* _EXERCISE DETAILS_
Without any omission, reproduce the records that follow.

[Collection entries]
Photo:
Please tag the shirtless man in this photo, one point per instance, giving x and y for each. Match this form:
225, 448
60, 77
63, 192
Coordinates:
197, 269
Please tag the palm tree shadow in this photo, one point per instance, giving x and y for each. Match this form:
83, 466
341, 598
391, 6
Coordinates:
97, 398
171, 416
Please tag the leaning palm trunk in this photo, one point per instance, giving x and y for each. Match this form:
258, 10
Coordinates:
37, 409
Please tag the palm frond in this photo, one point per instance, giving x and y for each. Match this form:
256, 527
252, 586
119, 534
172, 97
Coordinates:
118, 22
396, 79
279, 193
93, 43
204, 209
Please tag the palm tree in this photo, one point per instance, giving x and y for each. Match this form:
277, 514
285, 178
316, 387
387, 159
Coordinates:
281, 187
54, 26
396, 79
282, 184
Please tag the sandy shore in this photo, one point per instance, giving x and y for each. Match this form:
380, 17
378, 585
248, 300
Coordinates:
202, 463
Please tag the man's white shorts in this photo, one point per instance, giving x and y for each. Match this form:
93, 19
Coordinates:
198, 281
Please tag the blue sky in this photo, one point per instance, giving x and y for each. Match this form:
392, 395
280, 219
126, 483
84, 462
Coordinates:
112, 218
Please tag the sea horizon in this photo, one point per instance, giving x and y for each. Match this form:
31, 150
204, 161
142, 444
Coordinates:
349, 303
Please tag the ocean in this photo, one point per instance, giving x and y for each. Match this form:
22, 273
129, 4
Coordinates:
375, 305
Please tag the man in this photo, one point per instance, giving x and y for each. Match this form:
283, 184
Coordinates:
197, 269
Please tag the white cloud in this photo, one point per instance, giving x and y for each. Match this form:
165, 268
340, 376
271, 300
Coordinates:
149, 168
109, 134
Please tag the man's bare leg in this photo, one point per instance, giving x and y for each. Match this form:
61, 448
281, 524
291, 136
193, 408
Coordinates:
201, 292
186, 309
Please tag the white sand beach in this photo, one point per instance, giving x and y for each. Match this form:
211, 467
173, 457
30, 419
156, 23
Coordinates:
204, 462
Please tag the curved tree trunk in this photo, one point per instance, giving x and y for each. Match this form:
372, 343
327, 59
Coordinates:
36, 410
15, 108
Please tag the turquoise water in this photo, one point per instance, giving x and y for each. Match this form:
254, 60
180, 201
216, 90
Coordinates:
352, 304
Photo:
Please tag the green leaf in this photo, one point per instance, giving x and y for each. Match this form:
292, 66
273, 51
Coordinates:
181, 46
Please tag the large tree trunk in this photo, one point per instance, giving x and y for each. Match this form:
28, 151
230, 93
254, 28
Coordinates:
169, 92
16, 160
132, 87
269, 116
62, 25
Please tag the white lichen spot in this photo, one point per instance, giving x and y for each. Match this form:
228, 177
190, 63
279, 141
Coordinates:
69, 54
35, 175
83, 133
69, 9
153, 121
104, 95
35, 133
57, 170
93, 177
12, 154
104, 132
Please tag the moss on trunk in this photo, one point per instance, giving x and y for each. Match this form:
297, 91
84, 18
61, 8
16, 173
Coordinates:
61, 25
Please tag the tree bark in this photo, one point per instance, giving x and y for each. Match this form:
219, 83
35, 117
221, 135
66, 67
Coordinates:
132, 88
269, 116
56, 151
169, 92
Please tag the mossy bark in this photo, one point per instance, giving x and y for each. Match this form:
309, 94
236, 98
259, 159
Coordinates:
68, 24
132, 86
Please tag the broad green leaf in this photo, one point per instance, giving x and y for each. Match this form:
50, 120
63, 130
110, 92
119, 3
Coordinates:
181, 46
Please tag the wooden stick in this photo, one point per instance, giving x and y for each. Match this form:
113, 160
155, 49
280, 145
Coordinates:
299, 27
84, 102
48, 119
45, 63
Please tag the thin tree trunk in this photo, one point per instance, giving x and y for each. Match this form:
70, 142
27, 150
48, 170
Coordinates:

* _OUTPUT FOR THIS EXERCISE_
Photo:
Please tag the shirtless man in this photo, one point per instance, giving x and y for each. Match this form:
225, 448
60, 77
63, 192
Coordinates:
197, 269
Please tag the palm tree shadow in this photo, one point per instance, giving x and y for each. Match this form:
83, 466
341, 598
391, 6
Coordinates:
97, 398
171, 416
Please tag the leaning palm trunk in this photo, one point per instance, giving x and y for each. Match this form:
258, 10
Coordinates:
37, 409
Please tag the palm frond in this photo, one point per instance, giving x and y for each. Match this form:
256, 527
252, 586
119, 534
172, 97
Coordinates:
118, 22
396, 79
279, 193
93, 43
204, 209
Please tag the palm tree in this photo, one point per instance, giving x and y for each. Match this form:
277, 514
285, 178
316, 387
387, 159
Coordinates:
281, 187
54, 26
396, 79
282, 184
Please tag the sandy shore in this photo, one point per instance, giving x and y for each. Match this form:
380, 17
378, 585
248, 300
Coordinates:
202, 463
Please tag the man's white shorts in this photo, one point per instance, giving x and y for each. Match this form:
93, 19
Coordinates:
198, 281
Please tag the blue sky in this photo, one point per instance, giving x and y for each. Match this form:
392, 395
280, 219
126, 483
84, 462
Coordinates:
112, 218
Please tag the sea horizon in this photo, one point per instance, giving x and y for each. Match this form:
31, 150
204, 161
142, 444
Coordinates:
349, 303
Please tag the ocean in this photo, one point per instance, giving x and y for each. Match this form:
22, 273
129, 4
Coordinates:
375, 305
Please tag the man in this photo, one point per instance, giving x and y for each. Match this form:
283, 184
Coordinates:
197, 269
Please tag the white cloud in this photo, one point per instance, giving x and y for each. Match this form:
165, 268
340, 376
271, 300
Coordinates:
149, 168
109, 134
Please tag the man's bare leg in this photo, one point per instance, giving x and y for each. Match this form:
61, 448
281, 524
291, 136
193, 408
Coordinates:
201, 292
186, 309
Please tag the white sand beach in this photo, one point per instance, giving x and y for each. Match this form:
211, 467
173, 457
30, 419
156, 23
Coordinates:
204, 462
Please tag the curved tree trunk in this photo, one point per instance, giving x and y for each. Match this form:
372, 343
327, 59
Coordinates:
36, 410
15, 108
Please tag the turquoise water in this photo, one point per instance, giving x and y for each. Match this form:
254, 60
180, 201
216, 90
Coordinates:
352, 304
Photo:
Please tag the green leaf in this photo, one point per instance, giving x and y for each. Match this form:
292, 66
273, 51
Coordinates:
181, 46
Please tag the large tree trunk in this photo, one point per instance, giving x and y for each. Match this form:
28, 151
230, 93
254, 28
Coordinates:
169, 92
16, 160
132, 87
269, 116
62, 25
Please tag the white lichen spot in this photo, one point per instance, giving x and y for each. Match this form:
228, 177
190, 63
279, 141
Coordinates:
69, 54
35, 175
83, 133
69, 9
153, 121
104, 95
35, 133
57, 170
93, 177
12, 154
104, 132
Please tag the moss on trunk in this photo, one point per instance, giving x and y for each. Match this form:
297, 91
84, 18
61, 8
16, 173
Coordinates:
61, 25
Please tag the tree bark in this photo, one point per instance, giving x and y for each. Match this form:
219, 83
35, 117
221, 135
66, 67
Coordinates:
132, 88
269, 116
56, 151
169, 92
Please tag the mossy bark in this photo, one point per instance, giving x and y for each. Match this form:
309, 94
236, 98
259, 159
Coordinates:
68, 24
132, 86
Please tag the broad green leaf in this photo, one point per instance, giving x and y for each. Match this form:
50, 120
63, 130
110, 92
119, 3
Coordinates:
181, 46
Please tag the wooden stick in this photo, one point per instance, giving x and y for each. Match this form:
113, 160
155, 49
280, 145
Coordinates:
299, 27
84, 102
48, 119
45, 63
Please tag the thin tree trunk in this photo, one point per instance, giving x and y for each. Match this form:
70, 142
27, 150
48, 170
Coordinates:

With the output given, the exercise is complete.